**EXERCICES À FAIRE:**
• A. Reproduisez le passage du texte sur Lorraine Lavigne situé entre « Crise du logement » et « ne dérangeait pas. », ces deux bornes comprises.
• B. Dans le texte sur Lorraine Lavigne, présentez sous forme de liste le paragraphe qui commence par « Ils ont vécu à quatre ».
• C. D’après le texte sur Lorraine Lavigne, en quelle année Lorraine est-elle arrivée dans cette maison ?

**TEXTE FOURNI:**
□ □ □ □ □ □ □

Déménager ? Pour quoi faire ? Lorraine Lavigne est très bien où elle est, même si le quartier a beaucoup changé.
Crise du logement ? Ça dépend pour qui. Alors que certains cherchent désespérément où habiter, d’autres vivent sous le même toit depuis longtemps. Très longtemps.
C’est le cas de Lorraine Lavigne, qui réside à la même adresse depuis 74 ans. Son petit shoebox du quartier Villeray a très peu changé et elle n’a jamais pensé une seconde à déménager.
« Pour quoi faire ? demande-t-elle. Je suis bien ici. »
Lorraine est arrivée dans cette maison en 1949, à l’âge de 22 ans, ce qui lui en donne 96 aujourd’hui. Elle avait rencontré son amoureux, Louis, quelques mois plus tôt et a fini par s’installer avec lui chez ses beaux-parents. Elle n’était pas mariée (longue histoire...), mais ça ne dérangeait pas.
Ils ont vécu à quatre dans ce modeste cinq et demie. Puis à cinq, quand la mère de Lorraine, devenue veuve, est venue les rejoindre. Puis à six quand les premiers enfants sont nés. Puis à sept... Et on ne parle même pas de tous ceux qui y sont morts...
Multiples anecdotes
La vieille dame revient en souriant sur ses souvenirs. Elle a beaucoup d’anecdotes à raconter. À ses côtés, sa fille Louise l’aide à fouiller dans sa mémoire. Nous sommes assis dans la salle à manger, à regarder de vieilles photos en noir et blanc. Après un brin de jasette, elle nous fait visiter les lieux.
La cuisine, minuscule, est restée la même, ou presque. Lorraine nous montre les tiroirs grugés par le temps. Les armoires d’origine. Les tablettes, fabriquées à partir d’une vieille table. Puis on passe au salon.
« Ici, avant, c’était une patinoire », lance-t-elle, sûre de son effet.

□ □ □ □ □ □ □

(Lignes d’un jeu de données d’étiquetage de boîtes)
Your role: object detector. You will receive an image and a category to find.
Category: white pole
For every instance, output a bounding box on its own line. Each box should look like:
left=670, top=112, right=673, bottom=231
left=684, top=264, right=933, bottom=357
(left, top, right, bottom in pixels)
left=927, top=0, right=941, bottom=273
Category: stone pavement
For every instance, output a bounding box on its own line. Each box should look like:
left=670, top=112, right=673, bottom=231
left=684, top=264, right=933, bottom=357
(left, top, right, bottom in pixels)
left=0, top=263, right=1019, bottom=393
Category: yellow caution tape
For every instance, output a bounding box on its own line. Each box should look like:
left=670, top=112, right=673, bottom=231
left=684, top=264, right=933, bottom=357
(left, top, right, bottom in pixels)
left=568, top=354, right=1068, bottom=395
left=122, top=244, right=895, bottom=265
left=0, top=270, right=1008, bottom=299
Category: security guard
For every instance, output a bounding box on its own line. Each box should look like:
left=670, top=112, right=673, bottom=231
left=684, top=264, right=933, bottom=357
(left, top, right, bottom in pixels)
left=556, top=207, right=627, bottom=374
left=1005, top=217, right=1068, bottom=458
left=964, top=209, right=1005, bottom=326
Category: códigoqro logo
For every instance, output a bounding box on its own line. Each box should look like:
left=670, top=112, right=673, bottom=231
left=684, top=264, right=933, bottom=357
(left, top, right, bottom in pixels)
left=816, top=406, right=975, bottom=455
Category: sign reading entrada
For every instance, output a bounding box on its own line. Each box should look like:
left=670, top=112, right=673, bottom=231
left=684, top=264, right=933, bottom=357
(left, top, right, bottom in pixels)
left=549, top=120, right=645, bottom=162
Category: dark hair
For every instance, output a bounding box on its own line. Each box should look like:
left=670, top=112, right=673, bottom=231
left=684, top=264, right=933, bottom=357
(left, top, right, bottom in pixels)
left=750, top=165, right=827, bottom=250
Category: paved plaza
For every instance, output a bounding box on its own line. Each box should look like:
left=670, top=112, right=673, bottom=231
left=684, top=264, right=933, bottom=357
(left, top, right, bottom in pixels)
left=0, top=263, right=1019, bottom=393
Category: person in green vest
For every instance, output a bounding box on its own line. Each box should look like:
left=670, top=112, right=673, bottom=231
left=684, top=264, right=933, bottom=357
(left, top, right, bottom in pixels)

□ □ □ □ □ □ □

**RÉPONSES PAR EXERCICE:**
• A.
Crise du logement ? Ça dépend pour qui. Alors que certains cherchent désespérément où habiter, d’autres vivent sous le même toit depuis longtemps. Très longtemps.
C’est le cas de Lorraine Lavigne, qui réside à la même adresse depuis 74 ans. Son petit shoebox du quartier Villeray a très peu changé et elle n’a jamais pensé une seconde à déménager.
« Pour quoi faire ? demande-t-elle. Je suis bien ici. »
Lorraine est arrivée dans cette maison en 1949, à l’âge de 22 ans, ce qui lui en donne 96 aujourd’hui. Elle avait rencontré son amoureux, Louis, quelques mois plus tôt et a fini par s’installer avec lui chez ses beaux-parents. Elle n’était pas mariée (longue histoire...), mais ça ne dérangeait pas.

• B.
- Au départ, ils étaient quatre dans ce modeste cinq et demie.
- Ils sont passés à cinq quand la mère de Lorraine, devenue veuve, est venue vivre avec eux.
- Ils ont été six à la naissance des premiers enfants, puis sept.
- Ce décompte ne tient pas compte de tous ceux qui y sont morts.

• C. En 1949, à l’âge de 22 ans.